> Exercise directions
Recast the lines from the one containing "Indicate one point per instance of the red roof on" through the end of the items as a Markdown table with columns Row and Line, numbering each row and leaving out blank lines.

> A run of items
— BEGIN —

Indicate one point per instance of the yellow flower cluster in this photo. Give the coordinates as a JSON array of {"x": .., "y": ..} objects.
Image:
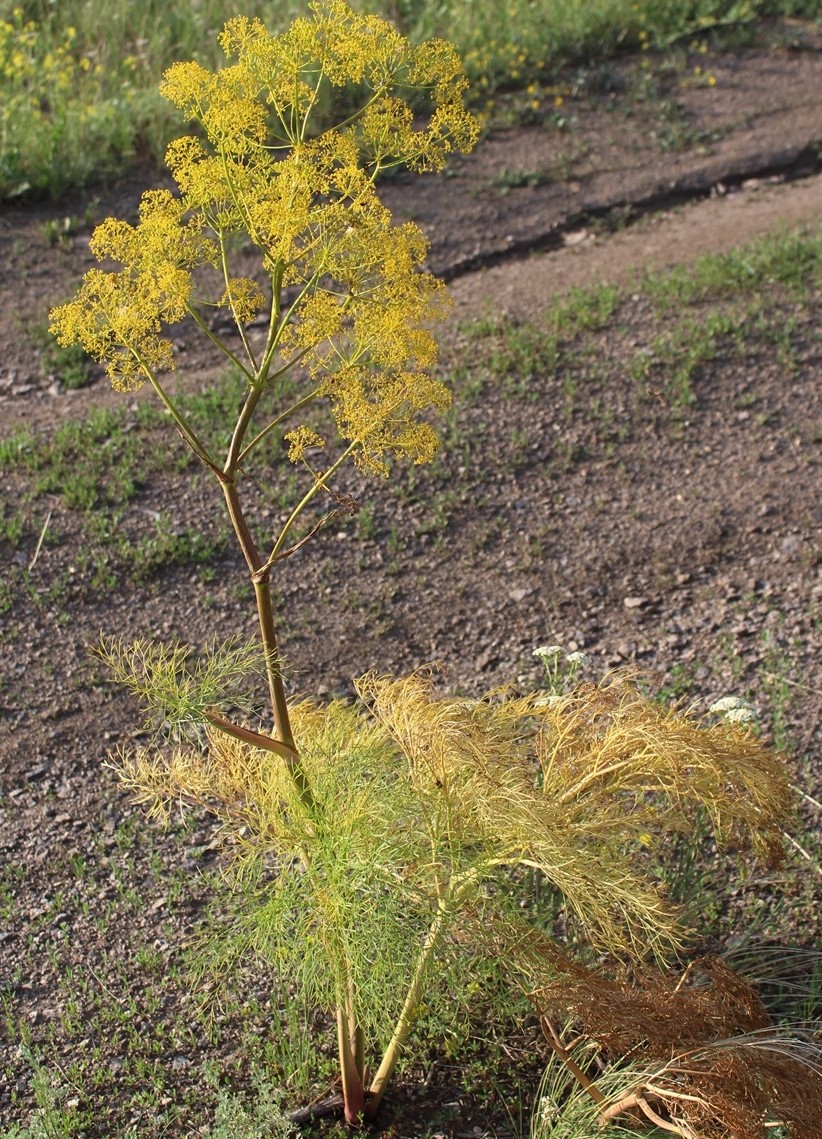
[
  {"x": 360, "y": 322},
  {"x": 117, "y": 317}
]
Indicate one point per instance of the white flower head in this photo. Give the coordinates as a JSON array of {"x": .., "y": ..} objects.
[
  {"x": 548, "y": 652},
  {"x": 741, "y": 714},
  {"x": 547, "y": 1111},
  {"x": 728, "y": 704}
]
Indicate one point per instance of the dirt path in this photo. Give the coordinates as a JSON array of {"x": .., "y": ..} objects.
[{"x": 523, "y": 286}]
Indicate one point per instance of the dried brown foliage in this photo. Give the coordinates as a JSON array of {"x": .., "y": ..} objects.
[{"x": 706, "y": 1060}]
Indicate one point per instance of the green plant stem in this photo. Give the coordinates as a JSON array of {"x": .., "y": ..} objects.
[
  {"x": 413, "y": 997},
  {"x": 265, "y": 615},
  {"x": 320, "y": 483},
  {"x": 215, "y": 339},
  {"x": 190, "y": 437},
  {"x": 353, "y": 1091},
  {"x": 278, "y": 419}
]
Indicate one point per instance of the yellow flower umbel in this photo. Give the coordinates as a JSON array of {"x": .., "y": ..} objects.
[
  {"x": 339, "y": 297},
  {"x": 344, "y": 289}
]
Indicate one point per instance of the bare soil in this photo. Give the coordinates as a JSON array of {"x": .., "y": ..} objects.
[{"x": 682, "y": 538}]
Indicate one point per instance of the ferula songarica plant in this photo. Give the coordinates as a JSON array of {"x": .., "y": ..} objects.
[
  {"x": 340, "y": 292},
  {"x": 363, "y": 834},
  {"x": 421, "y": 805}
]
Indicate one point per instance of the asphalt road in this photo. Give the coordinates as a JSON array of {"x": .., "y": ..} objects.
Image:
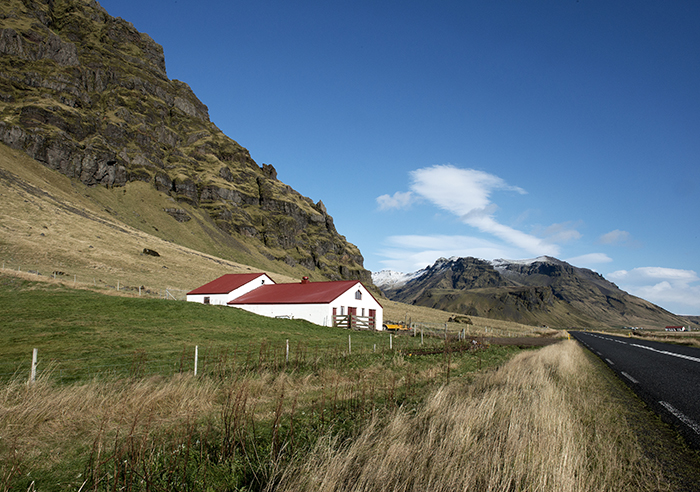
[{"x": 665, "y": 376}]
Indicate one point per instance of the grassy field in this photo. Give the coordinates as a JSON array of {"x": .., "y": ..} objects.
[
  {"x": 328, "y": 418},
  {"x": 545, "y": 421}
]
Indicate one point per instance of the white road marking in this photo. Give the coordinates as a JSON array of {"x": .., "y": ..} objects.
[
  {"x": 680, "y": 416},
  {"x": 629, "y": 377},
  {"x": 666, "y": 352}
]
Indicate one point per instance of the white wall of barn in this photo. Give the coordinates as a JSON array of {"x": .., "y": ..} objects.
[
  {"x": 322, "y": 314},
  {"x": 223, "y": 299}
]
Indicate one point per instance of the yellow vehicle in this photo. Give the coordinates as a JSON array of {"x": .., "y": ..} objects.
[{"x": 400, "y": 326}]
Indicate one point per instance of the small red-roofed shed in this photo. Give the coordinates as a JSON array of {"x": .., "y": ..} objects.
[{"x": 228, "y": 287}]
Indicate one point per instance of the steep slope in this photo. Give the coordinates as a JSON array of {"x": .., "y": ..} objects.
[
  {"x": 540, "y": 291},
  {"x": 87, "y": 95}
]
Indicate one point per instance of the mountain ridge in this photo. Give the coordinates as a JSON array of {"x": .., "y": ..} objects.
[
  {"x": 88, "y": 95},
  {"x": 543, "y": 290}
]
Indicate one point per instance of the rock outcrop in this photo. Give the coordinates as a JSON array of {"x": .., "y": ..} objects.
[{"x": 88, "y": 95}]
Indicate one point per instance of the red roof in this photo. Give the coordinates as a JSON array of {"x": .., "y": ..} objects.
[
  {"x": 308, "y": 293},
  {"x": 226, "y": 283}
]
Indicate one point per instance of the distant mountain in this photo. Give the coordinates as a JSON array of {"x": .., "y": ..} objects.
[
  {"x": 88, "y": 95},
  {"x": 541, "y": 291}
]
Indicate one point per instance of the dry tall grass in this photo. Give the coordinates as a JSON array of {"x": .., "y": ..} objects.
[{"x": 542, "y": 422}]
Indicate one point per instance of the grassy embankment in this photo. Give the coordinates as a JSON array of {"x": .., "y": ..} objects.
[
  {"x": 546, "y": 420},
  {"x": 117, "y": 405}
]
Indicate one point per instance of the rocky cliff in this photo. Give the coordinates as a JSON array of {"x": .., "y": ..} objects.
[{"x": 88, "y": 95}]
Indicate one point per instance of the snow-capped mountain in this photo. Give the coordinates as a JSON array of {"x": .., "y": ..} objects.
[{"x": 541, "y": 290}]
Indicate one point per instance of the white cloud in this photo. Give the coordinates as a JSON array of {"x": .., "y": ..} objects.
[
  {"x": 398, "y": 200},
  {"x": 675, "y": 289},
  {"x": 645, "y": 275},
  {"x": 614, "y": 237},
  {"x": 456, "y": 190},
  {"x": 561, "y": 233},
  {"x": 466, "y": 193}
]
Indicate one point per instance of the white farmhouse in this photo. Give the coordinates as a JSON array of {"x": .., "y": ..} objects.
[
  {"x": 228, "y": 287},
  {"x": 345, "y": 303}
]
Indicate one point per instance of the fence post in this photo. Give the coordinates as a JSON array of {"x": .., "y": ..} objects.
[{"x": 35, "y": 356}]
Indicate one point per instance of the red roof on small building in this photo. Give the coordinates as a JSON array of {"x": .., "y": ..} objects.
[
  {"x": 226, "y": 283},
  {"x": 303, "y": 293}
]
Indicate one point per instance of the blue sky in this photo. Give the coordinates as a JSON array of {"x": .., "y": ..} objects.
[{"x": 503, "y": 129}]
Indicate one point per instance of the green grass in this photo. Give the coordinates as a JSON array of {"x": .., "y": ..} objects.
[
  {"x": 247, "y": 414},
  {"x": 79, "y": 333}
]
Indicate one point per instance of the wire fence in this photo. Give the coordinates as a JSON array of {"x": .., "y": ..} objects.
[{"x": 212, "y": 361}]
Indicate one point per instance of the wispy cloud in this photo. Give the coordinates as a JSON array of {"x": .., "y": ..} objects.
[
  {"x": 676, "y": 288},
  {"x": 589, "y": 260},
  {"x": 466, "y": 193},
  {"x": 561, "y": 233},
  {"x": 614, "y": 237},
  {"x": 399, "y": 200}
]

— END —

> Written solution
| Row | Line |
|---|---|
| 1 | Indicate one point per instance of the red roof on small building in this photo. Give the coordinates as a JSON array of {"x": .., "y": ..} objects. |
| 2 | [ |
| 3 |   {"x": 226, "y": 283}, |
| 4 |   {"x": 303, "y": 293} |
| 5 | ] |
| 6 | Indicate one point per instance of the blue sky in this photo. Give the coordinates as a JSON array of {"x": .., "y": ..} objects. |
| 7 | [{"x": 503, "y": 129}] |
| 8 | Indicate one point per instance of the green grass in this photo. Give the coordinates as a JSON array of {"x": .., "y": ..} objects. |
| 9 | [ |
| 10 |   {"x": 247, "y": 414}, |
| 11 |   {"x": 79, "y": 333} |
| 12 | ] |
| 13 | Indicate one point per instance of the wire fence in this photo. Give the coordinates as a JSON array of {"x": .., "y": ..} objects. |
| 14 | [{"x": 212, "y": 361}] |
| 15 | Indicate one point per instance of the wispy cloud in this photo. Give the coordinates as a JSON array of {"x": .., "y": ..} objects. |
| 16 | [ |
| 17 |   {"x": 676, "y": 288}, |
| 18 |   {"x": 589, "y": 260}, |
| 19 |   {"x": 466, "y": 193}, |
| 20 |   {"x": 561, "y": 233}, |
| 21 |   {"x": 614, "y": 237}, |
| 22 |   {"x": 399, "y": 200} |
| 23 | ] |